» **Given exercise**
Show each line of the items below that contains the string "every". Case counts.

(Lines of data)
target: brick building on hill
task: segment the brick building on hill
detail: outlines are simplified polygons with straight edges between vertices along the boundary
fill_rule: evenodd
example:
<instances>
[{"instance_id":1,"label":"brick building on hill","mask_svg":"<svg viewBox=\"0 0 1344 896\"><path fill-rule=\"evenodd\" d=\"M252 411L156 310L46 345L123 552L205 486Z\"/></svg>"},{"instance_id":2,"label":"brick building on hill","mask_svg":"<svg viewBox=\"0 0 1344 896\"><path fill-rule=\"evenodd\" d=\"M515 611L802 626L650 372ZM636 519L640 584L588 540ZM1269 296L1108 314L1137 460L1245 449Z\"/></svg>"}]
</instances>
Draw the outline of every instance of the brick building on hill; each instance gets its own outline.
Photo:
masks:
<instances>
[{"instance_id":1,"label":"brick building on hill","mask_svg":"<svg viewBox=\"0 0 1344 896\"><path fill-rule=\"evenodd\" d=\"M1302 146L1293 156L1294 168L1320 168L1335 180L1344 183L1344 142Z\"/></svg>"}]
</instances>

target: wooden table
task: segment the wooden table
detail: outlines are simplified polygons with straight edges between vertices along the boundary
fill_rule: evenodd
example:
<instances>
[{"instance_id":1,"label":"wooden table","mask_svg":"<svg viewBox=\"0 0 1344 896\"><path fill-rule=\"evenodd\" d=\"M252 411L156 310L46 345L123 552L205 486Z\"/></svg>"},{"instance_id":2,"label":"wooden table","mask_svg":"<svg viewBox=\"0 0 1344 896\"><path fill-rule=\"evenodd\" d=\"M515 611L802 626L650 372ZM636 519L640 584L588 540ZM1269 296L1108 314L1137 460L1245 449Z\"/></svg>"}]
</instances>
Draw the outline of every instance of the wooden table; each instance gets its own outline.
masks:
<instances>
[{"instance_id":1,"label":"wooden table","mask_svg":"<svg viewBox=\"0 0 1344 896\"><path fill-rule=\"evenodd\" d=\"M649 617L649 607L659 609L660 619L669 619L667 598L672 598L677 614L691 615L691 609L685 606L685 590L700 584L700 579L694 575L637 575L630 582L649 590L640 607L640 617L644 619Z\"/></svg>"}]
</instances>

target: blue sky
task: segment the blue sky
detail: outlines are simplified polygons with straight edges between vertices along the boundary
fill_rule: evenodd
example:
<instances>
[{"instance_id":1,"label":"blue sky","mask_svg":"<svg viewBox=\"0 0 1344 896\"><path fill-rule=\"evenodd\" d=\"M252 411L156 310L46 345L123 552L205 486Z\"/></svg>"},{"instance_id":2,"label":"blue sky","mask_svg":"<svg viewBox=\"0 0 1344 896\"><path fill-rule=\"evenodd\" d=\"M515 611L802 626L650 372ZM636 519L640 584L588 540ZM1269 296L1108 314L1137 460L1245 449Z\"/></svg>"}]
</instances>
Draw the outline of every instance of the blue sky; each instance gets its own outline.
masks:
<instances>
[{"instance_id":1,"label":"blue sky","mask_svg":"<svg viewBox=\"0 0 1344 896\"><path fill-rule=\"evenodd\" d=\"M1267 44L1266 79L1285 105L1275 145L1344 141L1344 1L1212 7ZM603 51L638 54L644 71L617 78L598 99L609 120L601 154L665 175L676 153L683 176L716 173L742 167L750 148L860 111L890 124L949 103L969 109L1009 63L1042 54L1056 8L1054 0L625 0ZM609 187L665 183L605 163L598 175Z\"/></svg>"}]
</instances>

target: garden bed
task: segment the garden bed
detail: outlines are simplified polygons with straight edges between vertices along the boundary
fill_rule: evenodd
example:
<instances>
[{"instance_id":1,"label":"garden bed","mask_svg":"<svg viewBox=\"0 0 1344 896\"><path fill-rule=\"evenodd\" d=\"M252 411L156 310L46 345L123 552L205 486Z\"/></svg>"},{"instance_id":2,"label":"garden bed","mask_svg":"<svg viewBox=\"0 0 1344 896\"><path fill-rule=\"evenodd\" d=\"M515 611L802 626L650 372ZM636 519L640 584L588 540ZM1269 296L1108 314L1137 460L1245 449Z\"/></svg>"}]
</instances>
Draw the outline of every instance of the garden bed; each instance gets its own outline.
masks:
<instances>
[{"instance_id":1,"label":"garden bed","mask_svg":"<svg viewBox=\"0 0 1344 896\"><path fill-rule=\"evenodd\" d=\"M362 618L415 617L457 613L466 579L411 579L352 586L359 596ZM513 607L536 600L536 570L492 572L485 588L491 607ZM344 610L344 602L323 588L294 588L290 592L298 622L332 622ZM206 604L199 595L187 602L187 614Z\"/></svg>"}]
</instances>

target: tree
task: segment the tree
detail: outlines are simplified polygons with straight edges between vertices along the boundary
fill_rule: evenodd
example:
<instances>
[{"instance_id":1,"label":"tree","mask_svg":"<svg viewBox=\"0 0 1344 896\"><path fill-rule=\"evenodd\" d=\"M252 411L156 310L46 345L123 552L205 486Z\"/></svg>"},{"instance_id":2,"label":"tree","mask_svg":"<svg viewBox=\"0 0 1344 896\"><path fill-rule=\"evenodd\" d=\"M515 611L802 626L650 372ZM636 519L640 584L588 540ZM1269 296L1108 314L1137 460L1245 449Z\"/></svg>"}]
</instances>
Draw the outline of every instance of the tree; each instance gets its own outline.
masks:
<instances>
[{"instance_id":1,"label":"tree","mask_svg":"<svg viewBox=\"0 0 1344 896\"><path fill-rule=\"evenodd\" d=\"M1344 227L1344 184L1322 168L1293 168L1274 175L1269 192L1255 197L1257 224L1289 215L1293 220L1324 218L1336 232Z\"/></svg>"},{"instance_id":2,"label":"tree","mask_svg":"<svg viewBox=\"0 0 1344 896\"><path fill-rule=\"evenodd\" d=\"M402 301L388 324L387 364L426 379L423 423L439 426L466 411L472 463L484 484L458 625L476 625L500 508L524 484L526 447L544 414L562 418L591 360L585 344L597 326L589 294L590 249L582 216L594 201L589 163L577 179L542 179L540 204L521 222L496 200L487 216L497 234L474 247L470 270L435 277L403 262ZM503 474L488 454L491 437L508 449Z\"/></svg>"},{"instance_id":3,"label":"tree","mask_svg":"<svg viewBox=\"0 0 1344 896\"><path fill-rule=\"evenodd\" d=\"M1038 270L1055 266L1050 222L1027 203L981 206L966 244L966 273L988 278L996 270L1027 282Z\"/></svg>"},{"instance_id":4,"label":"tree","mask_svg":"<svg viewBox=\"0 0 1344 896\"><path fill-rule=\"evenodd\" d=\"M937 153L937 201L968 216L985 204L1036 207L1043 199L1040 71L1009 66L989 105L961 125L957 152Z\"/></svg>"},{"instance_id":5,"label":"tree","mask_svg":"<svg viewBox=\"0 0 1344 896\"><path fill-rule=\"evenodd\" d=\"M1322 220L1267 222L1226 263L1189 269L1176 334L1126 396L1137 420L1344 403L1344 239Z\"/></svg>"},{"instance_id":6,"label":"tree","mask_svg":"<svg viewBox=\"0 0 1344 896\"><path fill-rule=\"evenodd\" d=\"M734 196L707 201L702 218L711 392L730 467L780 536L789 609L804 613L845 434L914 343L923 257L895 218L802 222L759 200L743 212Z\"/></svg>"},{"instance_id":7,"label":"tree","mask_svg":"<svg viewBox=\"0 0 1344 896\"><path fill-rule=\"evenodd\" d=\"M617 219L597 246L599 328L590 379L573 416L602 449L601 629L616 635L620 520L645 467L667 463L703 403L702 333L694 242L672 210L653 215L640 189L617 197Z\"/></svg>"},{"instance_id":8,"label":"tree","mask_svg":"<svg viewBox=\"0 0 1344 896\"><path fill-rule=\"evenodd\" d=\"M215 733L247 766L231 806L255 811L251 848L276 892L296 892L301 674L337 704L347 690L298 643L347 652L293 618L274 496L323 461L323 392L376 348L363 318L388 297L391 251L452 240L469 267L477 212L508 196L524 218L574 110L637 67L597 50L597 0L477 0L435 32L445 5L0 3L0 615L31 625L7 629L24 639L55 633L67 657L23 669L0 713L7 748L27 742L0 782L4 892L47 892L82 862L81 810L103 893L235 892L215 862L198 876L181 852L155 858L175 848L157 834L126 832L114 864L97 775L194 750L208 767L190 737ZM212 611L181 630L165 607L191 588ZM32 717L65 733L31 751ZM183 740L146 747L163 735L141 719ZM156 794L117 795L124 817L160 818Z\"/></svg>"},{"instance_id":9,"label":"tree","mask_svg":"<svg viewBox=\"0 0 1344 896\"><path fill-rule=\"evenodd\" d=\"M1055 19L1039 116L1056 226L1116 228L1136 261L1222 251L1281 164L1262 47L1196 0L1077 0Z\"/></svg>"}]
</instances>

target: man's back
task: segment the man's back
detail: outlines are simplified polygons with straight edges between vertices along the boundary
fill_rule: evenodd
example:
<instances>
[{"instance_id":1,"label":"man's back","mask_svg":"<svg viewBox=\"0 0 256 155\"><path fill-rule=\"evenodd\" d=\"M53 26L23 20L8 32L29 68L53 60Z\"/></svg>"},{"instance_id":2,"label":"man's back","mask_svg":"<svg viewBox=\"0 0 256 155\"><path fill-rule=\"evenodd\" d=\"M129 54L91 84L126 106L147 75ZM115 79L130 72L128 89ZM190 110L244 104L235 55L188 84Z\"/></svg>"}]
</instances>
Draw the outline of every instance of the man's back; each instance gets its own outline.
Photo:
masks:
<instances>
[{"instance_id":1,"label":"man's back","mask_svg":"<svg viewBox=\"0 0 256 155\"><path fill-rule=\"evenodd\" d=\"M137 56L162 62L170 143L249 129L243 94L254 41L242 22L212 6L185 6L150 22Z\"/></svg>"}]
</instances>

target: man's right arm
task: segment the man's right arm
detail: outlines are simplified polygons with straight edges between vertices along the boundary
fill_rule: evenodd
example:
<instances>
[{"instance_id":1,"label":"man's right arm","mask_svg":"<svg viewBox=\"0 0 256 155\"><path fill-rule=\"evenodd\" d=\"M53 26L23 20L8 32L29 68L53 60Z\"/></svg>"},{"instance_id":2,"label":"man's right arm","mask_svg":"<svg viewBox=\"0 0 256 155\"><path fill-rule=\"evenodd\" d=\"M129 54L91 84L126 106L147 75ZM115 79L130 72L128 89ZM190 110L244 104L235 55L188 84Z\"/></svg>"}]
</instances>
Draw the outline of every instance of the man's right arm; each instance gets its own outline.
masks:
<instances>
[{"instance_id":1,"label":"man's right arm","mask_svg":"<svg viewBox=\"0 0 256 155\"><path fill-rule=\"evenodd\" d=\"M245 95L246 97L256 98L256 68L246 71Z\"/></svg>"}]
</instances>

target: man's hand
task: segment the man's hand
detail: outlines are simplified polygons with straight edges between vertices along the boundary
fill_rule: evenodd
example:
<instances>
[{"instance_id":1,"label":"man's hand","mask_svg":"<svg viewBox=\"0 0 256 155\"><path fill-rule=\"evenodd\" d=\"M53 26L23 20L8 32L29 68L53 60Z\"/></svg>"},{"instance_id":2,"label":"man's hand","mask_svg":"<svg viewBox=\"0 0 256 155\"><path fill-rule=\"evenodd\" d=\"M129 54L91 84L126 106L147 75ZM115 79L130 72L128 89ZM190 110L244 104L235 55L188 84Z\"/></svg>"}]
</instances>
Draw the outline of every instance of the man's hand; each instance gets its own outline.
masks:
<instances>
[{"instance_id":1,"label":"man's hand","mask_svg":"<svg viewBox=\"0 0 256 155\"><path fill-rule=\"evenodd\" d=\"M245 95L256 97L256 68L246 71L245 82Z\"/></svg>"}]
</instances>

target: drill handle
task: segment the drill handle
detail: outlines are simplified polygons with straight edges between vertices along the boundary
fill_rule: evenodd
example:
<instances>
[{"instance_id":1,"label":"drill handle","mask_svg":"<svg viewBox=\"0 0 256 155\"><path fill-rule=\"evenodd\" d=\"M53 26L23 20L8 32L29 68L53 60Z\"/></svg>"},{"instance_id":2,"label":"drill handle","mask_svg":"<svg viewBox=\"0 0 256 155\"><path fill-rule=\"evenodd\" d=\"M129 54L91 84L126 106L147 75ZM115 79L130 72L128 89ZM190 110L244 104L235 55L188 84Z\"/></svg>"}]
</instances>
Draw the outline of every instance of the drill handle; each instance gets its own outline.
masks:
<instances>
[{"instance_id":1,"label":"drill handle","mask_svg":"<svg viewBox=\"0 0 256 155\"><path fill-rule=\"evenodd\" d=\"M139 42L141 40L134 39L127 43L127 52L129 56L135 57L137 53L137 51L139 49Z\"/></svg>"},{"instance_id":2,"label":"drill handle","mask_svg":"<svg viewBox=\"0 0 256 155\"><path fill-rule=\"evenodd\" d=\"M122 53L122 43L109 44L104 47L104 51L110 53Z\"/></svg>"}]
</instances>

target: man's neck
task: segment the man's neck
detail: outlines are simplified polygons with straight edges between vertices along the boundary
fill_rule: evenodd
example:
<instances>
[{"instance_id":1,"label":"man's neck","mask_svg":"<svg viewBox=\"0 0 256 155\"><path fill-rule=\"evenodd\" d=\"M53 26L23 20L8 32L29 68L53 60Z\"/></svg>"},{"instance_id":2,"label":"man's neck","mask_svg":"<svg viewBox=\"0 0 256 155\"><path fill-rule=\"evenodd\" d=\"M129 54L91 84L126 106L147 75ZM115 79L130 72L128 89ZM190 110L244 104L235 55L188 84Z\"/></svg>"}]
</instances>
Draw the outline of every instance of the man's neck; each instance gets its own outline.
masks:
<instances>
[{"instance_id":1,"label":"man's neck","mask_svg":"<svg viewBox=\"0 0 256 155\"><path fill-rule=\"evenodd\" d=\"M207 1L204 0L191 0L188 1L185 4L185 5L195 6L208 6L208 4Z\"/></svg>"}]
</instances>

» **Final answer**
Draw the outline of every instance of the brick building on hill; each instance gets its own outline.
Draw the outline of every instance of the wooden table; each instance gets its own outline.
Draw the outline of every instance of the blue sky; each instance gets its own outline.
Draw the outline of every instance of the garden bed; each instance gets its own outline.
Draw the outline of every instance of the tree; each instance gets its own outline.
Draw the outline of every instance of the man's back; each instance gets its own outline.
Draw the outline of every instance of the man's right arm; each instance gets its own outline.
Draw the outline of every instance of the man's hand; each instance gets its own outline.
Draw the outline of every instance of the drill handle; each instance gets its own outline.
Draw the outline of every instance of the man's neck; each instance gets its own outline.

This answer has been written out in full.